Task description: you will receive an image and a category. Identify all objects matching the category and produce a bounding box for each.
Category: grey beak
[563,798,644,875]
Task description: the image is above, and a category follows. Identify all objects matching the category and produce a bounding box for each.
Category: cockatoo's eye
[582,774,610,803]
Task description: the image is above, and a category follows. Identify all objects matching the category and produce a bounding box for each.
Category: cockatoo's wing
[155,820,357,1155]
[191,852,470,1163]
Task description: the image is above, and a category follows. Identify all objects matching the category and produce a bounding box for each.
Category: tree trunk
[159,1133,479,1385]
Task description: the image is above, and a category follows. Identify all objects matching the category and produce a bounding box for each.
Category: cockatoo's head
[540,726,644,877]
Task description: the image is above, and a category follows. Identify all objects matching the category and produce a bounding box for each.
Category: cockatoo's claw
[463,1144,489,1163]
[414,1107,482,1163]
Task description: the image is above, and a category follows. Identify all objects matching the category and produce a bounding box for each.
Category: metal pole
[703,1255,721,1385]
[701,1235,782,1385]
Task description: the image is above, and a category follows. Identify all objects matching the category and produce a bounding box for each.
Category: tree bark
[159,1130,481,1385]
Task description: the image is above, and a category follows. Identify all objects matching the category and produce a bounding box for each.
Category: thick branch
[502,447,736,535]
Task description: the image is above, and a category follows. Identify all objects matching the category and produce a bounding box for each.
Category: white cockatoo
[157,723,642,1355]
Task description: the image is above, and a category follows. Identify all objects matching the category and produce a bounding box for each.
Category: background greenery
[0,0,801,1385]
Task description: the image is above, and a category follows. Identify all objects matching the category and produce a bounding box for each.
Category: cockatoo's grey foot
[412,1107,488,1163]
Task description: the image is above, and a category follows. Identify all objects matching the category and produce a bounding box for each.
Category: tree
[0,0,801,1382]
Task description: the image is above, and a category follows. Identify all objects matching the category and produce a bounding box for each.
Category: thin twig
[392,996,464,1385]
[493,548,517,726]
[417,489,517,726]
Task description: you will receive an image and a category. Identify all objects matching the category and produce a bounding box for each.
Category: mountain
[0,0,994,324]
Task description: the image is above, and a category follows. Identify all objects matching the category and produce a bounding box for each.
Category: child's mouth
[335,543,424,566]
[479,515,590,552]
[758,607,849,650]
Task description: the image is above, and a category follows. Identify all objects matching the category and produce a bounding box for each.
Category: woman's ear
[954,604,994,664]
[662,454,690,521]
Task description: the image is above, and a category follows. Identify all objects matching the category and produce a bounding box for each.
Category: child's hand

GIVEN TASK | Every entry must be output again, exactly as written above.

FINISHED EXERCISE |
Task description: you will receive an image and a category. Identify all objects matching the category and produce a bounding box for each.
Category: grey beak
[563,798,644,875]
Task description: the image is above, and a category follows. Identify all objects matching the category and produce a bounding box for each.
Category: cockatoo's eye
[582,774,610,803]
Task description: the image is above, and a category follows. Identify all objects matching the category and produce a bounding box for each.
Category: cockatoo's wing
[155,820,357,1155]
[191,852,470,1163]
Task description: the image is above, and a category follows. Identify all objects matching the category and produce a bounding box for each.
Category: tree trunk
[159,1133,479,1385]
Task description: the image is above, and a category follows. Identify all objects matching the category and produce a bounding box for each.
Category: cockatoo's head
[540,726,644,877]
Task description: the image is above, and a category follows. Identify all objects matching the category and produce a bounding box for each.
Category: cockatoo's claw
[463,1144,489,1163]
[414,1107,482,1163]
Task description: the image is above, and a category follows. Identify all objects matching the category and produce a bounding box for each.
Category: metal pole
[703,1255,721,1385]
[701,1235,782,1385]
Task description: the image is above, and a category follows. Identify all objects matching the category and produce a bounding box for each.
Category: tree bark
[159,1130,481,1385]
Task description: the image is above, and a category follows. Identify all objects matching the category and produce a bounding box for each.
Category: thick branch
[502,447,736,535]
Task description: the image is above, and a category follows. Identify all objects matching the category and produce a bounding box for each.
Category: white cockatoo
[157,723,642,1355]
Task description: the image is above, and a category follows. Identify all objects matching the category and produce a bounding box for each.
Category: background greenery
[0,0,801,1385]
Task description: the image is above, and a category follows. Identify all objects matching the category and produce a bounding box for each.
Category: cockatoo's grey foot
[412,1107,488,1163]
Task description: the image is above, and a category follows. Identify all objects matching the category and produce a bounding box for each.
Category: tree
[0,0,801,1382]
Task description: the image is above, and a category follows. Identify all objects matching the category and produce a bounding box for each.
Category: thin twig
[392,996,464,1385]
[493,548,517,726]
[417,489,517,726]
Task description: you will receive an image and a category. Identify all objects matching the category and produce a bounding box for each.
Category: mountain
[0,0,994,324]
Task description: the image is above, and a category follows. Identify all objects matching the category and produce a bounding box for each.
Category: child's mouth
[335,543,424,566]
[479,515,590,552]
[758,607,849,650]
Task description: the image is above, and a category follows. Identify all objects matching the category and produce a bounding box for each.
Category: woman's ear
[954,604,994,664]
[662,454,690,521]
Task description: the image is above, and a category follows. Identify all objects matching the category and produce a bounding box for each.
Category: child's hand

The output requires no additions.